[Data records]
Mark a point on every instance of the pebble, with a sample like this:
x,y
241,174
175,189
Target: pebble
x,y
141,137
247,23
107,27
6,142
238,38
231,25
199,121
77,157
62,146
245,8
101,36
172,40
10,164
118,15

## [What to do]
All of the data must be returned exactly.

## [Answer for the task]
Mark a point on every instance of the pebble, with a sample like this:
x,y
241,174
175,189
Target: pebble
x,y
141,137
247,23
107,27
6,142
238,38
231,25
199,121
77,157
62,146
245,8
101,36
172,40
10,164
118,15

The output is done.